— Passage shown —
*-*-*

Hungarian engineer and politician

Tibor Pogácsás (born 4 April 1964) is a Hungarian engineer and politician, member of the National Assembly (MP) for Monor (Pest County Constituency VII then X) from 1998 to 2002 and from 2010 to 2026. He was also MP from the Pest County Regional List of Fidesz between 2002 and 2006. He served as the mayor of Monor between 1998 and 2014.

In the national election of 1998 he was elected as MP for Monor (Constituency VII, Pest County). He became a member of the Committee on Regional Development. He was elected Mayor of Monor for the first time in 1998. In the general election in 2002 he was elected an MP from the party's the Pest County Regional List. Since the middle of May he had been working in the Police Committee. He was re-elected as Mayor of Monor on 20 October 2002.

*-*-*

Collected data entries
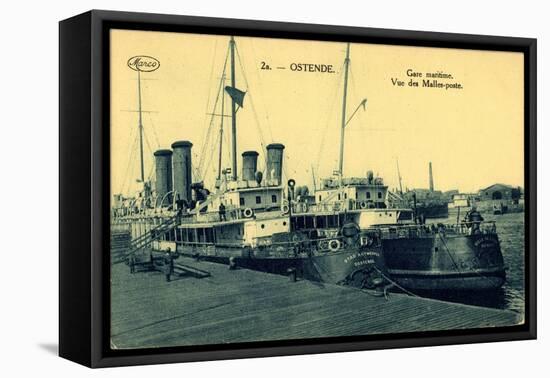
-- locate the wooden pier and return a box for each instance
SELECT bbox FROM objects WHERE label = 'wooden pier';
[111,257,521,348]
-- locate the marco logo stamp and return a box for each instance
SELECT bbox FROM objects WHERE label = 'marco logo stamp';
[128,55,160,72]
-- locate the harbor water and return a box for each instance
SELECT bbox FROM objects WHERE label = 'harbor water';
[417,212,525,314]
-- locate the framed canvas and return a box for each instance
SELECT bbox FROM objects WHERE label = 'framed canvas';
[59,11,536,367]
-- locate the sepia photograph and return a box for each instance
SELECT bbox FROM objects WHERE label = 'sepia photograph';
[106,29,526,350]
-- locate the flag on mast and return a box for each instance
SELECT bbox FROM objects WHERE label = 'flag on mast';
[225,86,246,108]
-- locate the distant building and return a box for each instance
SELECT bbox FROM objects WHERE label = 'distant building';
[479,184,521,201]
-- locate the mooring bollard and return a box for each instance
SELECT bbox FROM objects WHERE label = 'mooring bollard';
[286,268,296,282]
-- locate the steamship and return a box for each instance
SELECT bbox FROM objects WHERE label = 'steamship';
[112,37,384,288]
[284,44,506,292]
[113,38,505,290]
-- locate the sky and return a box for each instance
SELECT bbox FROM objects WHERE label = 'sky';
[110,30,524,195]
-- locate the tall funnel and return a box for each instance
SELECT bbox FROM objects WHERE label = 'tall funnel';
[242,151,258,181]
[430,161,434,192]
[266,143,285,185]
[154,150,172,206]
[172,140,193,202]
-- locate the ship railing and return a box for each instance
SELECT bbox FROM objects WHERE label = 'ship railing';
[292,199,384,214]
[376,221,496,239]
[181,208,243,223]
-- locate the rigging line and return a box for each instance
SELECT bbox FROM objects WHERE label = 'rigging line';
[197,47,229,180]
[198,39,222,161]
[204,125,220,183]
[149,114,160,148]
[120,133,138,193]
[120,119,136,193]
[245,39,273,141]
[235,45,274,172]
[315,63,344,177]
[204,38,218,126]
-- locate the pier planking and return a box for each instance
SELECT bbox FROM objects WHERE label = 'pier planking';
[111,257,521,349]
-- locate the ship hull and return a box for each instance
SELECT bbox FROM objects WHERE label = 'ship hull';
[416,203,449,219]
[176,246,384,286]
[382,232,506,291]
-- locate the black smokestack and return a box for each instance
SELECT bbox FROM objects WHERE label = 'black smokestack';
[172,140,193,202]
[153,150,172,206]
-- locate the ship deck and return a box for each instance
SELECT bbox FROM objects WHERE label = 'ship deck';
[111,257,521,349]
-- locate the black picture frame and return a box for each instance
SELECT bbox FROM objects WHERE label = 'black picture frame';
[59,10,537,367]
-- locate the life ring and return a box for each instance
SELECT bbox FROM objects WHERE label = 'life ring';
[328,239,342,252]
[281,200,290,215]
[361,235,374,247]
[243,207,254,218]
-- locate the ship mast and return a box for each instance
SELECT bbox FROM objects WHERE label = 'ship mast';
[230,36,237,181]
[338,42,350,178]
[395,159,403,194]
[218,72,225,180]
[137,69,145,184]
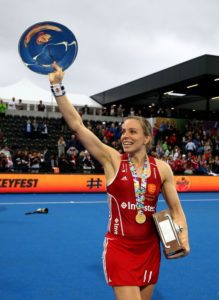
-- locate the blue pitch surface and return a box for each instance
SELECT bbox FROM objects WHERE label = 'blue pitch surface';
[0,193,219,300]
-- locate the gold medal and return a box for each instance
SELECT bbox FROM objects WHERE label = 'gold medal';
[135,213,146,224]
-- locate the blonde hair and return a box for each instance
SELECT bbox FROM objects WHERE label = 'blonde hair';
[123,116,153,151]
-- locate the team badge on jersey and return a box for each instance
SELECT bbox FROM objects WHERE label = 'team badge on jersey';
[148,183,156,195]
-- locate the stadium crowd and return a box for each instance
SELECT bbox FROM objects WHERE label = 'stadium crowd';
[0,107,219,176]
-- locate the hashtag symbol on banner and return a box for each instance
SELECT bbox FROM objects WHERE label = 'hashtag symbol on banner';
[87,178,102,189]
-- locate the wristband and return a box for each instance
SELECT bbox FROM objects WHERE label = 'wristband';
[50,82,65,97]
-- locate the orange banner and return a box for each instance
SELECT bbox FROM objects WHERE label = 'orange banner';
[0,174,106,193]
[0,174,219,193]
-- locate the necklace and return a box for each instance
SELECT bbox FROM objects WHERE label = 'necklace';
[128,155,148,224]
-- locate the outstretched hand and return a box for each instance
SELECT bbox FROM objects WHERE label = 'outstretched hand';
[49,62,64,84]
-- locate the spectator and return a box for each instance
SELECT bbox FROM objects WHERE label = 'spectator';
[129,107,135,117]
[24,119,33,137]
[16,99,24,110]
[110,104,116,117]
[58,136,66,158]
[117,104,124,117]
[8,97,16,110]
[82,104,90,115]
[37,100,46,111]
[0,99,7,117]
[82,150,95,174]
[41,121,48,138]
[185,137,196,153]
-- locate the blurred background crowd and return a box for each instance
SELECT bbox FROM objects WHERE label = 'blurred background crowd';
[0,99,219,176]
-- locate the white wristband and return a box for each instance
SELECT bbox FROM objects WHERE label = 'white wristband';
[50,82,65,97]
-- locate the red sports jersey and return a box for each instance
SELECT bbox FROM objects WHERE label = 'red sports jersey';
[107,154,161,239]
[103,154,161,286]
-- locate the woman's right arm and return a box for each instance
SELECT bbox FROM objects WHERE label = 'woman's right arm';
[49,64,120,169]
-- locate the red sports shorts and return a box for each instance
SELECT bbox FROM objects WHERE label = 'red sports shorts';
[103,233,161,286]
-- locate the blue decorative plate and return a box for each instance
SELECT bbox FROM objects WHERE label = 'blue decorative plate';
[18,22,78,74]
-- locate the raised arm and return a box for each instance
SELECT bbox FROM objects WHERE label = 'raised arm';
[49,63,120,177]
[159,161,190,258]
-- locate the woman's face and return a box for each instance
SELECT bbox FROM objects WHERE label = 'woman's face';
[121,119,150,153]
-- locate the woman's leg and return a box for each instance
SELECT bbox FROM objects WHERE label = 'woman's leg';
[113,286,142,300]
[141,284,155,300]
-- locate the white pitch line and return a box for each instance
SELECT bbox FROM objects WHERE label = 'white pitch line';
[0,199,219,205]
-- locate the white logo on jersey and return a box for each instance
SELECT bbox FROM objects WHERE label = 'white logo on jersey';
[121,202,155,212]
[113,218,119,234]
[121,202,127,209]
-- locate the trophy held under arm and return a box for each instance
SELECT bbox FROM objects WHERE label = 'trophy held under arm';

*-*-*

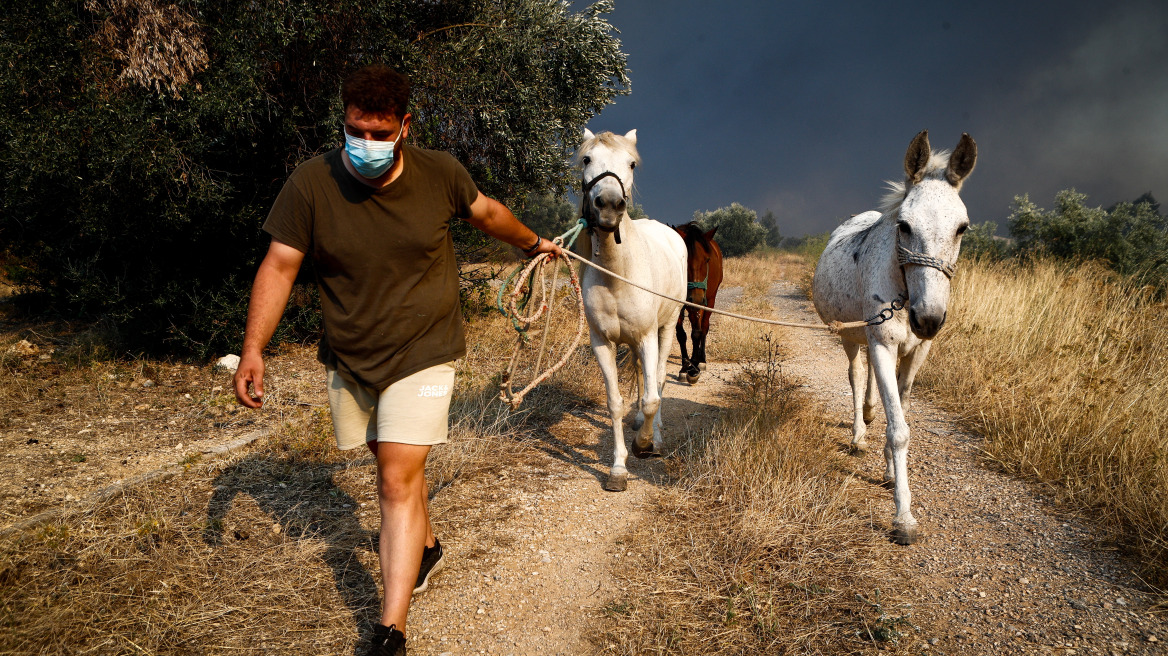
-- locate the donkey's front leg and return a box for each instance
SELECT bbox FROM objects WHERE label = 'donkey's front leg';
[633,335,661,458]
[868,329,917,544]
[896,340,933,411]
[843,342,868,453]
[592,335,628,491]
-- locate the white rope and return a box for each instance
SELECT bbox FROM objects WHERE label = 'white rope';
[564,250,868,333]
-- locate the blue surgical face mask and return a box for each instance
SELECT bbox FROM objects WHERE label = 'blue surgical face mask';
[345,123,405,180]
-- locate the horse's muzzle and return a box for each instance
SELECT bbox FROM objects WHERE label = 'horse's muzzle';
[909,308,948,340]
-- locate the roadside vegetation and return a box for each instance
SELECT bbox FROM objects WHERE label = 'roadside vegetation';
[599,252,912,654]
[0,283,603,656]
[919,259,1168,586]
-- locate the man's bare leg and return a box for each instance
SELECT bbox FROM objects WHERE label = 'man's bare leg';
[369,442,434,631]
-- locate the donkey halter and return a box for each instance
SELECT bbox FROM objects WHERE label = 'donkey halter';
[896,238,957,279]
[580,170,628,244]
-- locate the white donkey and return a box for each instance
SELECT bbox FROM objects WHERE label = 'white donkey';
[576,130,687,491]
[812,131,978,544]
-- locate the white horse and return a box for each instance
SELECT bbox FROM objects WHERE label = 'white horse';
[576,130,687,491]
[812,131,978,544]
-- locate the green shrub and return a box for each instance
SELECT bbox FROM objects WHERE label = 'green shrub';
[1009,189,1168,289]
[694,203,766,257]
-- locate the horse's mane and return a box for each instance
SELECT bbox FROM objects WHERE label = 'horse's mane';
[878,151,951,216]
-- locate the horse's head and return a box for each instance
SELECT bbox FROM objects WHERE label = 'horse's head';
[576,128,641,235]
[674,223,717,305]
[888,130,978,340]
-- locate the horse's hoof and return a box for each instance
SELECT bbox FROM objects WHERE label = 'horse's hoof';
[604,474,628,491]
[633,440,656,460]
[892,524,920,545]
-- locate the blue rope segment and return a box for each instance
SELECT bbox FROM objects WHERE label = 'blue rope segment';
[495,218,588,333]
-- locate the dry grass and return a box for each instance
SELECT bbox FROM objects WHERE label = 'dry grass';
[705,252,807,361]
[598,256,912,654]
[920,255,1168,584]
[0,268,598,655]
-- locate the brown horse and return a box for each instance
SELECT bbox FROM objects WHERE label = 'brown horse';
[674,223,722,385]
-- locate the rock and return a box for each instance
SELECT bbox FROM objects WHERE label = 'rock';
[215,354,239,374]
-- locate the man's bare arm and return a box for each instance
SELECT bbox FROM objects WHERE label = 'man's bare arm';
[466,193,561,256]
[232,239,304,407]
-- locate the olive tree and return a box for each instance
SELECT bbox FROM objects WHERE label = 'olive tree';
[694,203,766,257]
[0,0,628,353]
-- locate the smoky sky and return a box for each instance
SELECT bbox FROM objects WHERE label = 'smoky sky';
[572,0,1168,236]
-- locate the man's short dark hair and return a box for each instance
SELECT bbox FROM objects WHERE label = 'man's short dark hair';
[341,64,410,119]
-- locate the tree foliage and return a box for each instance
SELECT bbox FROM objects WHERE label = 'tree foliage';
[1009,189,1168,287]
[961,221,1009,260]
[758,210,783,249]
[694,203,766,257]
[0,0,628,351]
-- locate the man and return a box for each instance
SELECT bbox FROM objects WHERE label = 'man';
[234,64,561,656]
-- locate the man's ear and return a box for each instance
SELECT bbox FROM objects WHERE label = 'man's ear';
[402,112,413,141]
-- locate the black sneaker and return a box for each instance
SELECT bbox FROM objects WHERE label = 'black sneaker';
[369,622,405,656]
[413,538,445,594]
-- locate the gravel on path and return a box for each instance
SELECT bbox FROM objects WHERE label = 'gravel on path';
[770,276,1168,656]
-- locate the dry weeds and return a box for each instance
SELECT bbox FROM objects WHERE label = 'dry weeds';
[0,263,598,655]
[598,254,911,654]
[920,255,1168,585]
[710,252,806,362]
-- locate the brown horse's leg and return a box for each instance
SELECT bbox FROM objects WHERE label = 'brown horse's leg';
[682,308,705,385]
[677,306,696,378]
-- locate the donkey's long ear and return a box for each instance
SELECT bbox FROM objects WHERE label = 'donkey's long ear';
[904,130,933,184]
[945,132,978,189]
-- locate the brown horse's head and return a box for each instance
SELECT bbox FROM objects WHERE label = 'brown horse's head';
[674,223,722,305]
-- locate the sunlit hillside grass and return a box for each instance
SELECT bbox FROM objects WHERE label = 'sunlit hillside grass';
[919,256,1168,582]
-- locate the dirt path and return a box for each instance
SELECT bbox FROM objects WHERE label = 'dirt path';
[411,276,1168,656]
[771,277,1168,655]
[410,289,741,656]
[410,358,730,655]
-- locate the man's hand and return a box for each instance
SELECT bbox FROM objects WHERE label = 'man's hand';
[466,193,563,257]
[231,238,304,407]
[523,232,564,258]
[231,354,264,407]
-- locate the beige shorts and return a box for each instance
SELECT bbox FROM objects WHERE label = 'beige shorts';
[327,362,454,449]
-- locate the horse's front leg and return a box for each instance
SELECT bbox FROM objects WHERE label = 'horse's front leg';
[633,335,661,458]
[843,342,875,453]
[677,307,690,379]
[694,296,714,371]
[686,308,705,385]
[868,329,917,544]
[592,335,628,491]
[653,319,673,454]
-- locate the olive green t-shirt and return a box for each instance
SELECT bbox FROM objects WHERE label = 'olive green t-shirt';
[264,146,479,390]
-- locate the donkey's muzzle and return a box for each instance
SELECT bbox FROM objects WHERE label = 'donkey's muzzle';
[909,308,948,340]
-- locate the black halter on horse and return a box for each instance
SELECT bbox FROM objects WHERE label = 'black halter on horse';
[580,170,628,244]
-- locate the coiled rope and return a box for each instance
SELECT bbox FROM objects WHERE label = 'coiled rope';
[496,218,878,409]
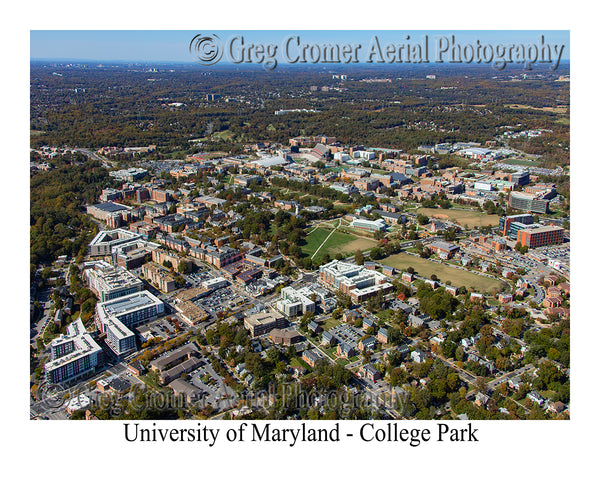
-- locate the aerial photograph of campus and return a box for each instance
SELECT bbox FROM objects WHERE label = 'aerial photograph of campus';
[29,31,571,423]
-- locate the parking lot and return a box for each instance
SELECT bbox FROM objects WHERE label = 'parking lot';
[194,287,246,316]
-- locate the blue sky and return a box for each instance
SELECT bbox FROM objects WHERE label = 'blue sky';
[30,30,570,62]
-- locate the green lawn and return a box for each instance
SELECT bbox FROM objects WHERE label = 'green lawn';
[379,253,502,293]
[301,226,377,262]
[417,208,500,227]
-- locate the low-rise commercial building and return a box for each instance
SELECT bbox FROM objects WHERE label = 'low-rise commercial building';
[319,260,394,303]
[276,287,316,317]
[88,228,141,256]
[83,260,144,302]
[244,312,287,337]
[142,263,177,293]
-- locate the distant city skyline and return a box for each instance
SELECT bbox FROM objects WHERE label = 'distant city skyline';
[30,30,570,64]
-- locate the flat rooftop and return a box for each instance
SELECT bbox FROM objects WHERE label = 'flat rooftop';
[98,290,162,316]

*-*-*

— Exercises to complete —
**A)** Using the biography of Tibor Pogácsás, decide whether each statement agrees with it: (i) He was mayor of Monor from 1998 to 2014. (ii) In 2002 he won his seat as the MP for the Monor constituency. (iii) After the 1998 election he became a member of the Committee on Regional Development. Answer yes or no for each and quote the deciding words.
**B)** Pull out of the biography of Tibor Pogácsás the part that opens with "Tibor Pogácsás (born" and closes with "1998 and 2014.".
**C)** According to the biography of Tibor Pogácsás, how did he sit in the National Assembly between 2002 and 2006, when his terms as MP for Monor cover only 1998 to 2002 and 2010 to 2026?

— Answers to the exercise —
**A)**
(i) Yes: "He served as the mayor of Monor between 1998 and 2014."
(ii) No: "In the general election in 2002 he was elected an MP from the party's the Pest County Regional List."
(iii) Yes: "He became a member of the Committee on Regional Development."

**B)**
Tibor Pogácsás (born 4 April 1964) is a Hungarian engineer and politician, member of the National Assembly (MP) for Monor (Pest County Constituency VII then X) from 1998 to 2002 and from 2010 to 2026. He was also MP from the Pest County Regional List of Fidesz between 2002 and 2006. He served as the mayor of Monor between 1998 and 2014.

**C)** In the 2002 general election he was elected from the Fidesz Pest County Regional List. That is how he served as an MP between 2002 and 2006.